[GIVEN ENTRIES Boundary: Start]

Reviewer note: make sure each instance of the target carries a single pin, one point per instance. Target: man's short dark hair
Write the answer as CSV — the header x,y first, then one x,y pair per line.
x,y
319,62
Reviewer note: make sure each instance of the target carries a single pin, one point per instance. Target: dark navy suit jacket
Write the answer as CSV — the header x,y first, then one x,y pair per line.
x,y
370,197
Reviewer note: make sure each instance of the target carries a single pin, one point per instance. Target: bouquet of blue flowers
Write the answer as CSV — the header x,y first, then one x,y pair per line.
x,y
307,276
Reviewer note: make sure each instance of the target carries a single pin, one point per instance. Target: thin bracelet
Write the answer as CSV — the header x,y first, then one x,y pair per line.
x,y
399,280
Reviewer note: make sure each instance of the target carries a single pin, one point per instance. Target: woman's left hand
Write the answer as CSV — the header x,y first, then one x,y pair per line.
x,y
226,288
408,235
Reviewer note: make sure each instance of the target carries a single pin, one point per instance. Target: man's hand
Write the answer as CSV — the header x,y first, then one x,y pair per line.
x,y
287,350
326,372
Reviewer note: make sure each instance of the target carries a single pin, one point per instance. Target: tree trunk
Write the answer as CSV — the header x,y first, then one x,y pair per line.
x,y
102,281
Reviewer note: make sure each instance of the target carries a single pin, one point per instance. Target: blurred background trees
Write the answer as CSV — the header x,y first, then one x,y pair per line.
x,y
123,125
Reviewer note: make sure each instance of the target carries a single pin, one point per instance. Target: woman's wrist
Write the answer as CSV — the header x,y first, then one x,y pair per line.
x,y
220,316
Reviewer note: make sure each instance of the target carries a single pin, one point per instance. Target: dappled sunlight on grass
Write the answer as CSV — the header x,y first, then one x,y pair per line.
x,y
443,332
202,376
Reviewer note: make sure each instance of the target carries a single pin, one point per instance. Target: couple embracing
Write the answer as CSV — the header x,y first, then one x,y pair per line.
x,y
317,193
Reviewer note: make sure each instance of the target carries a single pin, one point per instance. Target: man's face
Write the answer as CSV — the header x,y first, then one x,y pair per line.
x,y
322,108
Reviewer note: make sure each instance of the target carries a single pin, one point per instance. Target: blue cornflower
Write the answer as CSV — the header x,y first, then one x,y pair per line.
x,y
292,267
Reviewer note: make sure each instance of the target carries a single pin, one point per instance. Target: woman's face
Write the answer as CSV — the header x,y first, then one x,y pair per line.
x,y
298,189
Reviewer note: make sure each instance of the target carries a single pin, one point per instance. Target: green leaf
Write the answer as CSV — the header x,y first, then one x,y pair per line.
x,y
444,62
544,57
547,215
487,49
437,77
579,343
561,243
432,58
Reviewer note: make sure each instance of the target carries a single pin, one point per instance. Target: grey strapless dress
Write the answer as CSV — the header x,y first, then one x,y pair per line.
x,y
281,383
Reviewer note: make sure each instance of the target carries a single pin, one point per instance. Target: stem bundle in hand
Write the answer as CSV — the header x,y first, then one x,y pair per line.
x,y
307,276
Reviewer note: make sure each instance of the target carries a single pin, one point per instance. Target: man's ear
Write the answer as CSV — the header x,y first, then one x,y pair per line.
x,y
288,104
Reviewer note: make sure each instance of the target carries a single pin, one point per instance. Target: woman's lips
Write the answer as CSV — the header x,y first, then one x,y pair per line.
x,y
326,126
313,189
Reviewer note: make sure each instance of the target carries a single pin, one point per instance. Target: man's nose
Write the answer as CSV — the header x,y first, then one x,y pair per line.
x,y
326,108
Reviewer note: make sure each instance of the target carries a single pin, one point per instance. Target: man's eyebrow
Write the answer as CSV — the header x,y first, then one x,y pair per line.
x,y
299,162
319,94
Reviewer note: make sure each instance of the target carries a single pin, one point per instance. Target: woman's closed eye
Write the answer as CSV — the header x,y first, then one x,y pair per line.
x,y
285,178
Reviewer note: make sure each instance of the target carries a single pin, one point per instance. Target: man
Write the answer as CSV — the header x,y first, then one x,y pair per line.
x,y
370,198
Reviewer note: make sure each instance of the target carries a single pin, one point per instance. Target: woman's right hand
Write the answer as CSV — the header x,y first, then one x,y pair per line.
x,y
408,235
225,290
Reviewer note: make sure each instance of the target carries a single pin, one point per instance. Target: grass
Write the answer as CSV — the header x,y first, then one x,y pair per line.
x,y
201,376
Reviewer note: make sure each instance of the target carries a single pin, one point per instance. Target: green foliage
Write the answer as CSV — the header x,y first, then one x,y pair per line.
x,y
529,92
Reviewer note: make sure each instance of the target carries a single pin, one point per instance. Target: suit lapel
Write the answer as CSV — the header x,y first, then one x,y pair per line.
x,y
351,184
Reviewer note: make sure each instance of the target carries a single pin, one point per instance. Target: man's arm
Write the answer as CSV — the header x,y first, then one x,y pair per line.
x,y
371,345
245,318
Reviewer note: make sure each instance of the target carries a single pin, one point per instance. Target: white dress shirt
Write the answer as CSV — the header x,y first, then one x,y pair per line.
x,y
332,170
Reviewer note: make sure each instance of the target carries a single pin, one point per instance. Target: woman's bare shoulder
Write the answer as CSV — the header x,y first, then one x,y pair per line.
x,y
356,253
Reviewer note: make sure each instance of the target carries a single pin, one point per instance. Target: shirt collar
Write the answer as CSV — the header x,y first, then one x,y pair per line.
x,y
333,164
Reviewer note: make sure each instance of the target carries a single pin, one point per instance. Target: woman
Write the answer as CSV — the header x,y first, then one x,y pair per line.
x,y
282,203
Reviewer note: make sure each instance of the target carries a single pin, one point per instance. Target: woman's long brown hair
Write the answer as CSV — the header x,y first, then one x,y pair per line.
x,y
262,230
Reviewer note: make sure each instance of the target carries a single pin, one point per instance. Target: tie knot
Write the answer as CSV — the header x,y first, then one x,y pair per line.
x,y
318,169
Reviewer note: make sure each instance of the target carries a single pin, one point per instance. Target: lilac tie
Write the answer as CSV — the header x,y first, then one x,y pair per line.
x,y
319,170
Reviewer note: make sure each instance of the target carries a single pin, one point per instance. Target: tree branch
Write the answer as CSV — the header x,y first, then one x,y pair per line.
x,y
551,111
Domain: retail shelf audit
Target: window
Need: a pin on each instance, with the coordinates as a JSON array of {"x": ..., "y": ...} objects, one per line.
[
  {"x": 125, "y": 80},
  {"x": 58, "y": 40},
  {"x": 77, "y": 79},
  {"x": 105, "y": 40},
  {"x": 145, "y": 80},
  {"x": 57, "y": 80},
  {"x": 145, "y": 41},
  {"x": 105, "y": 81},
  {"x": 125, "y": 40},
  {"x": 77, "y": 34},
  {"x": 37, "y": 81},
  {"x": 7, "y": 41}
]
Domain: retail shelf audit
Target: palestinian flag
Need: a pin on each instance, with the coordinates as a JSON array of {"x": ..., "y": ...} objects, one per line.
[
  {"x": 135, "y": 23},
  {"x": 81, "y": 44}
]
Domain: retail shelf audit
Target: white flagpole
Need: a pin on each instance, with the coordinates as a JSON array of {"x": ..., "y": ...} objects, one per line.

[GIVEN ENTRIES Boundary: End]

» ABOUT THIS TASK: Each record above is to be reproduced exactly, in full.

» RESULT:
Reviewer note: make sure each instance of the target carries a single pin, one point per instance. Target: man's short dark hair
Write the answer as CSV — the header x,y first, then one x,y pair per line.
x,y
319,62
Reviewer note: make sure each instance of the target carries a single pin, one point per instance. Target: dark navy suit jacket
Write the answer as CSV — the header x,y first, then one x,y pair per line.
x,y
370,197
Reviewer note: make sure each instance of the target carries a single pin, one point per instance. Target: bouquet of blue flowers
Write the answer as CSV — the header x,y first, then one x,y pair per line.
x,y
307,276
Reviewer note: make sure each instance of the target carries a single pin, one point per instance. Target: thin bracelet
Write the answer as CSV — the header x,y first, then one x,y pair per line.
x,y
399,280
Reviewer note: make sure each instance of the target carries a single pin, one point per instance. Target: woman's left hand
Write the answer as CSV — the header x,y first, then one x,y pair per line.
x,y
226,288
408,235
Reviewer note: make sure each instance of the target carries a single pin, one point per instance. Target: man's hand
Write the answer as CSV — the header x,y first, then one x,y pair per line.
x,y
287,350
326,372
Reviewer note: make sure each instance of the target carries a single pin, one point per instance. Target: tree trunk
Write the answer as CSV — the header x,y first, then one x,y pair per line.
x,y
102,281
Reviewer note: make sure each instance of the target carries a single pin, one point per instance. Target: blurred background trees
Write the answer as CSV — the header x,y first, then one x,y pair per line.
x,y
123,125
Reviewer note: make sure each instance of the target carries a single pin, one point per instance. Target: woman's wrist
Write the answer as CSV — the header x,y first, then one x,y pair per line.
x,y
220,316
Reviewer note: make sure each instance of the target carries a single pin, one point per instance. Target: dappled sunlight on grass
Write the answer as CSV — the header x,y first, then one x,y pair per line.
x,y
443,332
202,376
Reviewer note: make sure each instance of the target carries a single pin, one point per instance. Target: couple embracing
Write the answer as CSV — the header x,y first, then one x,y pair per line.
x,y
317,193
Reviewer note: make sure each instance of the target carries a single pin, one point per instance. Target: man's face
Write the answer as CSV — the header x,y first, then one x,y pair per line.
x,y
322,108
Reviewer note: make sure each instance of the target carries a single pin, one point per instance. Target: blue cornflower
Write the answer as CSV — the header x,y first, then one x,y pair per line.
x,y
292,267
Reviewer note: make sure each instance of the target carries a single pin, one point per instance. Target: woman's face
Write the answer as CSV — the header x,y first, then one x,y pair per line.
x,y
298,189
Reviewer note: make sure each instance of the target carries a single pin, one point per instance. Target: green leaf
Write the answer as CSV — the header x,y first, then one x,y pair per line.
x,y
444,62
544,57
547,215
487,49
437,77
579,343
561,243
432,58
Reviewer note: make sure each instance of the target carries a single pin, one point per instance. Target: grey strapless dress
Write the answer as CSV — the header x,y first, then one x,y pair per line.
x,y
281,383
Reviewer note: make sure each instance of the target carries a single pin, one point per instance. Target: stem bundle in hand
Write the answer as CSV — the header x,y first, then one x,y pair per line.
x,y
307,276
Reviewer note: make sure each instance of the target carries a single pin, one point per instance. Target: man's ear
Write the answer as CSV — the header x,y first, then one x,y pair per line.
x,y
288,104
Reviewer note: make sure each instance of the target carries a single pin, one point per instance. Target: woman's lips
Write the answer as CSV — the header x,y first, then one x,y pair per line.
x,y
326,126
313,189
Reviewer note: make sure each instance of the target carries a single pin, one point per instance. Target: man's nose
Write the answer as CSV — the header x,y first, then one x,y pair per line.
x,y
326,108
Reviewer note: make sure each instance of the target carries a single pin, one point per instance. Target: man's eyebrow
Write the answer as CSV — the header x,y first, then one x,y pair per line.
x,y
299,162
319,94
Reviewer note: make sure each instance of the target carries a single pin, one point per instance. Target: woman's closed eye
Write the answer as CSV — the header x,y first, then one x,y pair per line.
x,y
285,178
Reviewer note: make sure each instance of the target carries a single pin, one point per instance. Target: man
Write the answer as CSV — the header x,y first, then one x,y pair per line.
x,y
370,198
Reviewer note: make sure each instance of the target carries a single pin, one point per instance. Target: woman's right hand
Write the answer as CSV — the header x,y first, then one x,y pair per line.
x,y
408,235
225,290
Reviewer note: make sure each instance of the target carries a single pin, one point per instance. Target: grass
Write the answer as CSV — the header x,y first, then one x,y pair per line.
x,y
201,376
Reviewer note: make sure each instance of the target carries a single pin, one point per instance. Target: green foliage
Write the answer as CSV — the header x,y first, then one x,y pair per line.
x,y
529,92
Reviewer note: make sure each instance of the target carries a single pin, one point per instance. Target: suit lapel
Write the answer as CSV — the header x,y first, then one x,y pair per line.
x,y
351,184
Reviewer note: make sure each instance of the target carries a single pin, one point per instance. Target: man's arm
Write the answer as CSV — the header x,y first, then one x,y pair per line.
x,y
371,345
245,318
Reviewer note: make sure each instance of the target carries a single pin, one point per instance. Target: white dress shirt
Write the answer as CSV — the header x,y first, then one x,y pair per line.
x,y
332,170
Reviewer note: make sure each instance of the target carries a single pin, one point per instance. Target: woman's bare shoulder
Write the answer as CSV — the header x,y first, then one x,y pair per line.
x,y
356,253
Reviewer note: make sure each instance of the target carries a single pin, one point per instance. Target: shirt collar
Write the answer as CSV — the header x,y first, then one x,y pair per line.
x,y
333,164
Reviewer note: make sure each instance of the target carries a single pin, one point per instance. Target: woman
Write the answer as CSV — the header x,y first, then one x,y pair per line.
x,y
282,203
Reviewer note: make sure each instance of the target carries a single pin, one point per instance. Target: woman's long brown hair
Write the answer as CSV — the header x,y first, then one x,y pair per line.
x,y
262,230
Reviewer note: make sure each instance of the target carries a single pin, one point per instance. Target: tie knot
Write the answer as CSV — the header x,y first, then one x,y pair per line.
x,y
318,169
Reviewer note: make sure each instance of the target carries a single pin, one point per instance. Target: lilac tie
Write the answer as CSV — the header x,y first, then one x,y pair per line.
x,y
319,170
Reviewer note: make sure each instance of the target carries a single pin, one point per instance. Target: tree branch
Write the answer as CSV — the header x,y first, then one x,y pair per line.
x,y
551,111
Domain: retail shelf audit
Target: window
Need: a pin on each instance, with the coordinates as a JSON array of {"x": ..., "y": ...} objects, one per line.
[
  {"x": 125, "y": 80},
  {"x": 58, "y": 40},
  {"x": 77, "y": 79},
  {"x": 105, "y": 40},
  {"x": 145, "y": 80},
  {"x": 57, "y": 80},
  {"x": 145, "y": 41},
  {"x": 105, "y": 81},
  {"x": 125, "y": 40},
  {"x": 77, "y": 34},
  {"x": 37, "y": 81},
  {"x": 7, "y": 41}
]
Domain: retail shelf audit
Target: palestinian flag
Need: a pin on each instance, with the coordinates as a JSON array of {"x": ..., "y": ...} objects, one per line.
[
  {"x": 135, "y": 23},
  {"x": 81, "y": 44}
]
Domain: retail shelf audit
Target: white flagpole
Need: a pin on each instance, with the coordinates as a JSON array of {"x": ..., "y": ...} objects, one per line.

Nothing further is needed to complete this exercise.